Supplied records start

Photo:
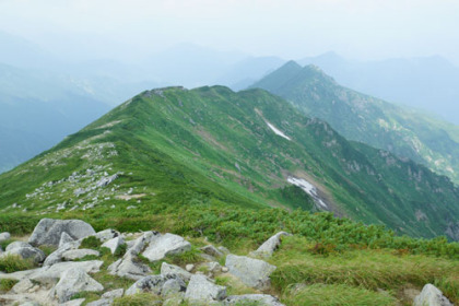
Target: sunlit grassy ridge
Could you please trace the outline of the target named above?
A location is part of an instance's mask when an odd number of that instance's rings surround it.
[[[252,85],[326,120],[346,139],[409,157],[459,184],[458,128],[345,89],[315,66],[287,62]]]

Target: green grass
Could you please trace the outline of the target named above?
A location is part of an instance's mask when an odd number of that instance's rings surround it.
[[[125,295],[114,299],[113,306],[153,306],[157,305],[158,297],[150,293]]]
[[[16,280],[1,279],[0,280],[0,293],[1,292],[9,292],[16,283],[17,283]]]
[[[396,306],[397,298],[363,287],[343,284],[311,284],[286,290],[283,303],[289,306]]]
[[[7,255],[0,257],[0,271],[12,273],[34,268],[34,262],[28,259],[22,259],[17,255]]]
[[[457,302],[459,261],[423,255],[407,255],[393,249],[354,249],[329,256],[311,251],[310,244],[301,237],[285,237],[281,249],[270,260],[278,269],[271,275],[272,285],[287,292],[297,283],[313,285],[344,285],[376,292],[395,292],[407,284],[422,289],[437,283],[445,294]],[[331,305],[331,304],[330,304]]]
[[[101,246],[102,243],[99,239],[97,239],[95,236],[89,236],[81,242],[80,248],[98,249]]]

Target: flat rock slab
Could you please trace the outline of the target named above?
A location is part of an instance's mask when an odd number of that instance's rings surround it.
[[[154,262],[164,259],[167,255],[177,255],[190,249],[190,243],[178,235],[167,233],[153,236],[142,255]]]
[[[28,243],[33,246],[59,246],[62,233],[78,240],[95,234],[94,228],[81,220],[42,219],[35,226]]]
[[[169,280],[177,280],[181,291],[185,291],[186,284],[184,280],[181,280],[181,278],[177,274],[149,275],[131,285],[126,291],[126,295],[133,295],[142,292],[150,292],[156,295],[161,295],[164,284]]]
[[[164,274],[169,274],[169,273],[180,275],[181,279],[184,279],[184,281],[186,281],[186,282],[189,282],[191,276],[192,276],[192,274],[190,272],[188,272],[185,269],[181,269],[178,266],[169,264],[167,262],[163,262],[161,264],[161,274],[164,275]]]
[[[104,286],[93,280],[83,269],[72,268],[62,273],[59,282],[51,289],[49,296],[59,303],[69,301],[80,292],[101,292]]]
[[[188,283],[185,298],[192,303],[201,303],[207,305],[214,301],[222,301],[226,297],[226,287],[215,285],[210,282],[204,275],[192,275]]]
[[[433,284],[426,284],[420,295],[414,298],[414,306],[454,306]]]
[[[97,250],[94,249],[71,249],[67,250],[62,254],[62,258],[64,260],[76,260],[84,258],[86,256],[101,256]]]
[[[252,305],[254,303],[259,306],[285,306],[276,297],[269,294],[231,295],[223,301],[223,305]]]
[[[232,254],[226,256],[225,266],[228,268],[229,273],[238,278],[243,283],[258,290],[270,287],[271,280],[269,276],[276,269],[275,266],[269,264],[263,260]]]
[[[95,273],[101,270],[102,264],[104,264],[104,261],[102,260],[59,262],[52,266],[37,268],[33,270],[0,274],[0,280],[12,279],[21,281],[23,279],[30,279],[44,283],[52,283],[59,280],[62,273],[69,269],[80,268],[86,273]]]

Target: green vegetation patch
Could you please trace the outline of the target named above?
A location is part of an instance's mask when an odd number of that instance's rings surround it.
[[[293,285],[285,291],[283,303],[289,306],[391,306],[397,298],[389,294],[344,284]]]
[[[19,255],[7,255],[0,257],[0,271],[12,273],[34,268],[34,262],[28,259],[22,259]]]

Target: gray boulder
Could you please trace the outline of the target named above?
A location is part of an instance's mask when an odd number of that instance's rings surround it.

Supplied records end

**What is required:**
Turn the rows above into a numbered list of their lines, skipping the blank lines and leaving out the pictures.

**Exercise output:**
1. Photo:
2. Target: sunlit grassy ridge
3. Could you please trace the outline of the target named above?
4. A location is part of an instance's mask when an odd number of that instance's rings surround it.
5. [[[252,85],[326,120],[346,139],[409,157],[459,184],[458,128],[345,89],[315,66],[287,62]]]
6. Target: green grass
7. Could you please trace the outline of the target named above?
8. A location is part of an instance's mask when an odd number of that instance's rings surround it.
9. [[[125,295],[114,299],[113,306],[153,306],[157,305],[158,297],[150,293]]]
10. [[[16,280],[1,279],[0,280],[0,293],[1,292],[9,292],[16,283],[17,283]]]
11. [[[396,306],[397,298],[363,287],[343,284],[311,284],[286,290],[283,303],[289,306]]]
12. [[[7,255],[0,257],[0,271],[12,273],[34,268],[34,262],[28,259],[22,259],[17,255]]]
13. [[[457,302],[459,261],[423,255],[407,255],[393,249],[354,249],[329,256],[311,251],[310,244],[301,237],[285,237],[281,249],[270,260],[278,269],[271,275],[272,285],[287,292],[297,283],[313,285],[344,285],[376,292],[395,292],[407,284],[422,289],[437,283],[445,294]],[[331,305],[331,304],[330,304]]]
14. [[[101,246],[102,243],[99,239],[97,239],[95,236],[89,236],[81,242],[80,248],[98,249]]]
15. Target: flat rock slab
16. Could you please trace the outline of the target named above?
17. A location is part of an instance's mask when an odd number of that instance's rings surround it.
18. [[[154,262],[164,259],[167,255],[177,255],[190,249],[190,243],[178,235],[167,233],[153,236],[142,255]]]
19. [[[28,243],[33,246],[59,246],[62,233],[78,240],[95,234],[94,228],[81,220],[42,219],[35,226]]]
20. [[[169,280],[177,280],[181,291],[185,291],[186,284],[184,280],[181,280],[181,278],[177,274],[149,275],[131,285],[126,291],[126,295],[133,295],[142,292],[150,292],[156,295],[161,295],[164,284]]]
21. [[[164,274],[169,274],[169,273],[180,275],[181,279],[184,279],[184,281],[186,281],[186,282],[189,282],[191,276],[192,276],[192,274],[190,272],[188,272],[185,269],[181,269],[178,266],[169,264],[167,262],[163,262],[161,264],[161,274],[164,275]]]
22. [[[104,286],[93,280],[83,269],[72,268],[62,273],[59,282],[51,289],[49,296],[59,303],[69,301],[80,292],[101,292]]]
23. [[[188,283],[185,298],[192,303],[201,303],[207,305],[214,301],[222,301],[226,297],[226,287],[215,285],[210,282],[204,275],[192,275]]]
24. [[[433,284],[426,284],[420,295],[414,298],[414,306],[454,306]]]
25. [[[97,250],[94,249],[71,249],[67,250],[62,254],[62,258],[64,260],[76,260],[84,258],[86,256],[101,256]]]
26. [[[252,305],[254,303],[259,306],[285,306],[276,297],[269,294],[231,295],[223,301],[223,305]]]
27. [[[232,254],[226,256],[225,266],[228,268],[229,273],[238,278],[243,283],[258,290],[270,287],[271,280],[269,276],[276,269],[275,266],[269,264],[263,260]]]
28. [[[95,273],[101,270],[102,264],[104,264],[104,261],[102,260],[59,262],[52,266],[37,268],[33,270],[0,274],[0,280],[12,279],[21,281],[23,279],[30,279],[44,283],[52,283],[59,280],[62,273],[69,269],[80,268],[86,273]]]
29. Target: green vegetation patch
30. Could you please trace the outline of the target named above?
31. A location is part of an instance's mask when an odd number of that instance's rings surround it.
32. [[[293,285],[285,291],[283,303],[289,306],[391,306],[397,298],[389,294],[344,284]]]
33. [[[19,255],[7,255],[0,257],[0,271],[12,273],[34,268],[34,262],[28,259],[22,259]]]
34. Target: gray boulder
35. Could you please trace the outline of the target named above?
36. A location is part of an instance's mask when an odd number of that instance's rings surround it.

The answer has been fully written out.